*WHAT THE TASK REQUIRES*: Rewrite every line of the entries below as a numbered list, omitting any blank lines.

--

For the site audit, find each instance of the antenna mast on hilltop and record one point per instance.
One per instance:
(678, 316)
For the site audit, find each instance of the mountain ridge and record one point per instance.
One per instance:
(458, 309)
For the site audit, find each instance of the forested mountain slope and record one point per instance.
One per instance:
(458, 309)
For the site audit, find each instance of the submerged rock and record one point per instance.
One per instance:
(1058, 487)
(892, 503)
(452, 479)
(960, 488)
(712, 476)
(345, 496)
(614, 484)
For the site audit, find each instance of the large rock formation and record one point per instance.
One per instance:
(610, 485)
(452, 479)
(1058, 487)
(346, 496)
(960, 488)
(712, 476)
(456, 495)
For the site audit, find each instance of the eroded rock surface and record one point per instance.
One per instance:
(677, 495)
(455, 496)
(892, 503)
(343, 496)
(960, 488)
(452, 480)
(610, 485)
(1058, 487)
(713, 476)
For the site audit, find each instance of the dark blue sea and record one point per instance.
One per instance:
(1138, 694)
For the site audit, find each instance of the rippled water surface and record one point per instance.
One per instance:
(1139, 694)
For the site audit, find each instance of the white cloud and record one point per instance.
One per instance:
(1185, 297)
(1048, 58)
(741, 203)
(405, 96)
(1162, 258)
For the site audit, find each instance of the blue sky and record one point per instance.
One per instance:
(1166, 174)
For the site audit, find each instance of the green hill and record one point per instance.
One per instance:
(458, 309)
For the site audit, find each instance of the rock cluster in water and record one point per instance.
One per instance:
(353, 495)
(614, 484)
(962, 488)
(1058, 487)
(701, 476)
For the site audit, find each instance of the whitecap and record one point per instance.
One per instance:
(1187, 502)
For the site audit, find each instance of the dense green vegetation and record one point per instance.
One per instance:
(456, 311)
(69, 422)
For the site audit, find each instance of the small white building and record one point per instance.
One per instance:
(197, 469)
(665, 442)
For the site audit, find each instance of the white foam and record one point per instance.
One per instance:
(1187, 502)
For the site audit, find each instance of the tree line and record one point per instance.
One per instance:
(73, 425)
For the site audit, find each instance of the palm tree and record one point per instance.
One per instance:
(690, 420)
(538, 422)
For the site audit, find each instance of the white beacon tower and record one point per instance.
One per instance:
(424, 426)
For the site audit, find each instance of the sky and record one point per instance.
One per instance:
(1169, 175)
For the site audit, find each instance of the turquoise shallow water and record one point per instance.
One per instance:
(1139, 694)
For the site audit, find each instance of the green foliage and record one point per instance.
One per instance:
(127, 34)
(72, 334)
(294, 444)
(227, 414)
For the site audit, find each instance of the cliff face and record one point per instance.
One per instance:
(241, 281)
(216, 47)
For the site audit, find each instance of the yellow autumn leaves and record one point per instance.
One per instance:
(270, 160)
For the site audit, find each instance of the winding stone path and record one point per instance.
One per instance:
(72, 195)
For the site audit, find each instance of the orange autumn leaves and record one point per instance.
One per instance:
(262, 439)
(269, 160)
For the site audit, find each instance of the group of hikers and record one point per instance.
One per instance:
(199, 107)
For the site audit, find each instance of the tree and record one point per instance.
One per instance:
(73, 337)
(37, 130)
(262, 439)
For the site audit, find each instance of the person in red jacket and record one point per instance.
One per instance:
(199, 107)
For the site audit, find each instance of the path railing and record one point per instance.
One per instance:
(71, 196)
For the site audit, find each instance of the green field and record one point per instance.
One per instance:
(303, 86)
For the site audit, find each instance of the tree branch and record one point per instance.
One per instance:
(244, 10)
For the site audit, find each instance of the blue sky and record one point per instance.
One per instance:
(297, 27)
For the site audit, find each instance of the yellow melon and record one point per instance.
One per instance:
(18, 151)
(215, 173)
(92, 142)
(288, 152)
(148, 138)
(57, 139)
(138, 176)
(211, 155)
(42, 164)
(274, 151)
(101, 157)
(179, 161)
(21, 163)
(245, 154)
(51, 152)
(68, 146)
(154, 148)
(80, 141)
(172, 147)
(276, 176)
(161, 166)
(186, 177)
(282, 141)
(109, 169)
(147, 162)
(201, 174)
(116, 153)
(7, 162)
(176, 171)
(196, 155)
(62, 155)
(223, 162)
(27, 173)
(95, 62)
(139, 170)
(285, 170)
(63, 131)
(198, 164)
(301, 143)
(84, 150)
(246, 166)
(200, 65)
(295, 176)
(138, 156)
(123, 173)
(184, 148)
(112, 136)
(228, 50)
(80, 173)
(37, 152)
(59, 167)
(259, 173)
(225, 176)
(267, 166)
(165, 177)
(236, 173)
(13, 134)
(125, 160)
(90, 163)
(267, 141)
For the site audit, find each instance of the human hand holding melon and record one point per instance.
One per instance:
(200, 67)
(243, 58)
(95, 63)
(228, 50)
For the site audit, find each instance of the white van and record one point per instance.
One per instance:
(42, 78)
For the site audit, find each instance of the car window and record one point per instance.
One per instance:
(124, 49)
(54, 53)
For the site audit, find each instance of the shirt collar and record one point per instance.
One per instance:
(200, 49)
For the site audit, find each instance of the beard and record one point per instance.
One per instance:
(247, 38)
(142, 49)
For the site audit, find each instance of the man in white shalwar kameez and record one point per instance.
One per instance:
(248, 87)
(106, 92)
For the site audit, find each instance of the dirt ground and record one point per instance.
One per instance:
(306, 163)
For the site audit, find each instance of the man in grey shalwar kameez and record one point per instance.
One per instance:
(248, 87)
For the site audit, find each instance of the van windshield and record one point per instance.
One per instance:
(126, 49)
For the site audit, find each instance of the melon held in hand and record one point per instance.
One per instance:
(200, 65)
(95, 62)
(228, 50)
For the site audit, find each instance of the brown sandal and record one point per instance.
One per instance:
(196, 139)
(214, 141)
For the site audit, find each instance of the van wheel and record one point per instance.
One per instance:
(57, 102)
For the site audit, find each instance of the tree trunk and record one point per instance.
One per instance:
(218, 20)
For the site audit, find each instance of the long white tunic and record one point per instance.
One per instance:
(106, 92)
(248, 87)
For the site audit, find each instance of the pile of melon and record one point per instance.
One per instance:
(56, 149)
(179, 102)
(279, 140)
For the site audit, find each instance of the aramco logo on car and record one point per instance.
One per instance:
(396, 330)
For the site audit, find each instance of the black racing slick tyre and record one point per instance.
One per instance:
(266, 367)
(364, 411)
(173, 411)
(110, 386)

--

*SOLUTION TO THE PROBLEM*:
1. For the site audit, find each instance of the antenna mast on hilltop and record one point per instance.
2. One per instance:
3. (678, 316)
4. For the site audit, find each instance of the mountain ridge and record one point per instance.
5. One per instance:
6. (458, 309)
7. For the site audit, find each instance of the forested mountain slope and record one point per instance.
8. One per instance:
9. (458, 309)
10. For the site audit, find each instance of the submerged rock and record one point per instance.
11. One per instance:
12. (1058, 487)
13. (892, 503)
14. (452, 479)
15. (960, 488)
16. (712, 476)
17. (345, 496)
18. (614, 484)
19. For the site audit, find each instance of the large rock formation and record one point per instance.
20. One per instance:
21. (610, 485)
22. (452, 479)
23. (1058, 487)
24. (346, 496)
25. (960, 488)
26. (712, 476)
27. (456, 495)
28. For the site audit, find each instance of the eroded rock surface and record one point per instance.
29. One per instance:
30. (677, 495)
31. (455, 496)
32. (892, 503)
33. (343, 496)
34. (960, 488)
35. (452, 480)
36. (610, 485)
37. (1058, 487)
38. (713, 476)
39. For the site audit, find each instance of the dark blue sea and record one point per instance.
40. One per instance:
41. (1138, 694)
42. For the site audit, find each instance of the rippled water surface and record one point per instance.
43. One per instance:
44. (1139, 694)
45. For the site audit, find each instance of the white cloud and record one point per instance.
46. One per instance:
47. (1185, 297)
48. (1048, 58)
49. (741, 203)
50. (405, 96)
51. (1162, 258)
52. For the site audit, find each instance of the blue sky and record one point per instance.
53. One per instance:
54. (1166, 174)
55. For the site audit, find each instance of the green hill and record one point per instance.
56. One per instance:
57. (458, 309)
58. For the site audit, find each instance of the rock cluster in water and record one point per instance.
59. One per instance:
60. (353, 495)
61. (614, 484)
62. (962, 488)
63. (1058, 487)
64. (701, 476)
65. For the site audit, find each instance of the whitecap and record one point per instance.
66. One per instance:
67. (1187, 502)
68. For the site audit, find each instance of the dense green vegetation and record one point per instance.
69. One per instance:
70. (456, 311)
71. (69, 422)
72. For the site audit, find each instance of the small white building and record one point per instance.
73. One per instance:
74. (197, 469)
75. (665, 442)
76. For the site audit, find each instance of the white foam and record one point per instance.
77. One per instance:
78. (1187, 502)
79. For the site audit, find each instance of the tree line and record one point per instance.
80. One per instance:
81. (73, 425)
82. For the site audit, find each instance of the palm tree and record one point per instance.
83. One per instance:
84. (690, 420)
85. (538, 422)
86. For the site audit, find each instance of the white beacon tower and record one point per instance.
87. One per instance:
88. (424, 426)
89. For the site audit, find each instance of the sky and record one point per instance.
90. One per instance:
91. (1169, 175)
92. For the site audit, find each instance of the turquoise shallow water and record one point per instance.
93. One per instance:
94. (1139, 694)
95. For the site audit, find each instance of the green foliage and record one point per instance.
96. One per instance:
97. (127, 34)
98. (72, 334)
99. (294, 444)
100. (227, 414)
101. For the site audit, find each instance of the cliff face and record one point per instance.
102. One per instance:
103. (241, 281)
104. (216, 47)
105. For the site audit, find each instance of the yellow autumn leaves and record one point per instance.
106. One per instance:
107. (270, 160)
108. For the site audit, find each instance of the winding stone path and record one point per instance.
109. One per instance:
110. (72, 195)
111. For the site audit, find each instance of the orange autumn leaves and record one point per instance.
112. One per instance:
113. (262, 439)
114. (269, 160)
115. For the site audit, find each instance of the group of hikers and record one point per instance.
116. One per instance:
117. (199, 107)
118. For the site audit, find each instance of the tree and record one point per instance.
119. One per instance:
120. (73, 337)
121. (37, 130)
122. (262, 439)
123. For the site audit, find each instance of the person in red jacket and record one point per instance.
124. One per instance:
125. (199, 107)
126. For the site audit, find each instance of the path railing and record one point per instance.
127. One per instance:
128. (71, 196)
129. For the site audit, find each instance of the green field and record one point per instance.
130. One per instance:
131. (303, 86)
132. For the site audit, find each instance of the tree branch and record one point per instance.
133. One per instance:
134. (244, 10)
135. For the site audit, find each instance of the blue sky and record one point per instance.
136. One per instance:
137. (297, 27)
138. For the site audit, find each instance of the yellow melon and record one point per instance.
139. One per instance:
140. (18, 151)
141. (215, 173)
142. (92, 142)
143. (288, 152)
144. (148, 138)
145. (57, 139)
146. (138, 176)
147. (211, 155)
148. (42, 164)
149. (274, 151)
150. (101, 157)
151. (179, 161)
152. (21, 163)
153. (245, 154)
154. (51, 152)
155. (68, 146)
156. (154, 148)
157. (80, 141)
158. (172, 147)
159. (276, 176)
160. (161, 166)
161. (186, 177)
162. (282, 141)
163. (109, 169)
164. (147, 162)
165. (201, 174)
166. (116, 153)
167. (7, 162)
168. (176, 171)
169. (196, 155)
170. (62, 155)
171. (223, 162)
172. (27, 173)
173. (95, 62)
174. (139, 170)
175. (285, 170)
176. (63, 131)
177. (198, 164)
178. (301, 143)
179. (84, 150)
180. (246, 166)
181. (200, 65)
182. (295, 176)
183. (138, 156)
184. (123, 173)
185. (184, 148)
186. (112, 136)
187. (228, 50)
188. (80, 173)
189. (37, 152)
190. (59, 167)
191. (259, 173)
192. (225, 176)
193. (267, 166)
194. (165, 177)
195. (236, 173)
196. (13, 134)
197. (125, 160)
198. (90, 163)
199. (267, 141)
200. For the site audit, find each instance of the human hand holding melon and record one point per instance.
201. One per instance:
202. (200, 67)
203. (243, 58)
204. (95, 63)
205. (228, 50)
206. For the site audit, find each instance of the white van and record one point per instance.
207. One per instance:
208. (42, 78)
209. For the site audit, find each instance of the car window and record one point per instance.
210. One per instance:
211. (124, 49)
212. (54, 53)
213. For the site audit, find each instance of the shirt collar and record one point per instance.
214. One per instance:
215. (200, 49)
216. For the site audit, find each instance of the beard and record one point per instance.
217. One per instance:
218. (247, 38)
219. (142, 49)
220. For the site audit, find each instance of the man in white shalwar kameez and record one point per instance.
221. One per instance:
222. (248, 87)
223. (106, 92)
224. For the site audit, find each instance of the dirt ground and record one point per instance.
225. One per instance:
226. (306, 163)
227. For the site audit, find each instance of the man in grey shalwar kameez and record one point per instance.
228. One per instance:
229. (248, 87)
230. For the site audit, find each instance of the van windshield and record one point per instance.
231. One per instance:
232. (126, 49)
233. For the site audit, find each instance of the melon held in hand and record one point per instance.
234. One per instance:
235. (200, 65)
236. (95, 62)
237. (228, 50)
238. For the site audit, find each instance of the brown sandal and record one point per instance.
239. One per instance:
240. (196, 139)
241. (214, 141)
242. For the site audit, find each instance of the van wheel and record one point per instance.
243. One per instance:
244. (57, 102)
245. For the site audit, find each instance of the tree trunk and record one point per instance.
246. One per instance:
247. (218, 20)
248. For the site audit, find each instance of the long white tunic and record one point per instance.
249. One per instance:
250. (106, 92)
251. (248, 87)
252. For the site audit, find each instance of the pile of melon and record one point per instance.
253. One per instance:
254. (56, 149)
255. (179, 102)
256. (279, 140)
257. For the site audit, find each instance of the aramco logo on car and record one point per instance.
258. One per instance:
259. (396, 330)
260. For the site audit, find each instance of the black racing slick tyre and record one point per instance.
261. One per instance:
262. (266, 367)
263. (364, 411)
264. (173, 411)
265. (110, 386)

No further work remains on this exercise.